From the passage on the Georgia candidates' debate, output the text between "Warnock also raised" and "of his administration.", inclusive, word for word.

- [Passage to read]
####################
Warnock, who hails from Savannah, stressed he does not support calls from many Democratic leaders and groups to defund police agencies and noted he believes “it’s possible to appreciate the work that law enforcement members do and at the same time hold them accountable.”

“I do think it’s lamentable that the senator would use her power to politicize an issue where people are literally dying on the streets,” Warnock said Monday.

Warnock also raised the recent controversial endorsement of Loeffler by Marjorie Taylor Greene, a Republican in line to win the 14th Congressional District seat who has made past comments echoing views expressed in the QAnon conspiracy theory.

Loeffler, who has embraced the firebrand Greene, said she does not “know anything about QAnon” but denounces all hate crimes. Collins outright condemned QAnon, while simultaneously challenging Warnock to disavow the so-called Antifa movement on the left.

“I condemn violence no matter where it shows up,” Warnock said.

On the issue of the COVID-19 pandemic, Loeffler reiterated her stance that China played a direct role in allowing the virus to spread to the U.S. and should be punished, both for that health crisis as well as for cavalier trade practices that Trump has also made a hallmark of his administration.

“I will not be an apologist or a shill for China,” Loeffler said. “China brought this disease to our country.”

Collins backed the president’s often-criticized response to the pandemic, noting Trump was quick to close travel between China and the U.S. He urged Georgia businesses and schools to continue reopening with social distancing and sanitization practices.

“Georgia is living proof that you can actually get the economy going and get our state going at the same time and actually make sure the virus is kept in check,” Collins said.

And Warnock stuck with a solidly Democratic position that Trump and state leaders have botched the pandemic response by not enforcing rules like mask-wearing more strictly.

“I wish that the folks who are serving in Washington would pay attention to the science instead of politicizing something as basic and obvious as wearing a mask,” Warnock said.

‘It hurts our republic’

Meanwhile, several candidates criticized the debate process and party leadership on both sides for putting too much emphasis on Loeffler, Collins and Warnock in the race.

Most notably, educator and health-care consultant Matt Lieberman urged Georgians to not “vote for one of these three stooges,” arguing he represented the best chance for voters to pick a candidate who would not be beholden to major party figures and agendas.
####################
- [Data provided]
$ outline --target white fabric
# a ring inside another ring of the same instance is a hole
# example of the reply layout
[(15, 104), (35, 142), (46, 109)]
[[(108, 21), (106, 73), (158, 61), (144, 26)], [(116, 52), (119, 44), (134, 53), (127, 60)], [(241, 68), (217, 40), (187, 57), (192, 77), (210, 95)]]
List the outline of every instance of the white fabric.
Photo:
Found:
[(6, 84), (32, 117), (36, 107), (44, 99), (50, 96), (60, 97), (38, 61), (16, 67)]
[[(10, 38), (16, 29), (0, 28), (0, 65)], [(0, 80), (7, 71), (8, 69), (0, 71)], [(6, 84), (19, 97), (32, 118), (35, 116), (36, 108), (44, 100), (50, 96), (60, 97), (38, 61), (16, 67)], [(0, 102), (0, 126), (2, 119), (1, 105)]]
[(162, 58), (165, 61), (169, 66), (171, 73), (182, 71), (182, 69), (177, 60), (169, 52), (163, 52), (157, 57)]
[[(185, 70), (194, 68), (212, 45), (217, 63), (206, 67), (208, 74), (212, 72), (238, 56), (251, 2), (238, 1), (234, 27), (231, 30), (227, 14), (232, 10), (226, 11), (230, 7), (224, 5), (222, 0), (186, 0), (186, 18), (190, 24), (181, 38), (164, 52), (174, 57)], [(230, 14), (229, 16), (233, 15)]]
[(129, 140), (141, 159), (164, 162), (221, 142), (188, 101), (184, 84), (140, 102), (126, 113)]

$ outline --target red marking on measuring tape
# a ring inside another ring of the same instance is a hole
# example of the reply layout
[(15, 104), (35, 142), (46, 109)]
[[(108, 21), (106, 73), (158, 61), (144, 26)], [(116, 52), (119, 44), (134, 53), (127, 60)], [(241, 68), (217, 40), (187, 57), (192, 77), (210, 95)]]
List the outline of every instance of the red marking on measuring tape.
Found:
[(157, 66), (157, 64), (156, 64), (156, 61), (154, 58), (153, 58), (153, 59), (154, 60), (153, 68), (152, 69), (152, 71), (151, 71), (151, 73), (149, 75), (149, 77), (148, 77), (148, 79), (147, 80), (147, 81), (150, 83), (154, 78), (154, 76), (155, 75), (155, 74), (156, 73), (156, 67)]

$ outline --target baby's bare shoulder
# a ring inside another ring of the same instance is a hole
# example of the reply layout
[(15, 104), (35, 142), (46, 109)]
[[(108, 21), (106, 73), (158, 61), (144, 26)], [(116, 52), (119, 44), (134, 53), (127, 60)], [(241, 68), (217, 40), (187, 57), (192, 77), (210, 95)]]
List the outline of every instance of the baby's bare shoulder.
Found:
####################
- [Exercise answer]
Warnock also raised the recent controversial endorsement of Loeffler by Marjorie Taylor Greene, a Republican in line to win the 14th Congressional District seat who has made past comments echoing views expressed in the QAnon conspiracy theory.

Loeffler, who has embraced the firebrand Greene, said she does not “know anything about QAnon” but denounces all hate crimes. Collins outright condemned QAnon, while simultaneously challenging Warnock to disavow the so-called Antifa movement on the left.

“I condemn violence no matter where it shows up,” Warnock said.

On the issue of the COVID-19 pandemic, Loeffler reiterated her stance that China played a direct role in allowing the virus to spread to the U.S. and should be punished, both for that health crisis as well as for cavalier trade practices that Trump has also made a hallmark of his administration.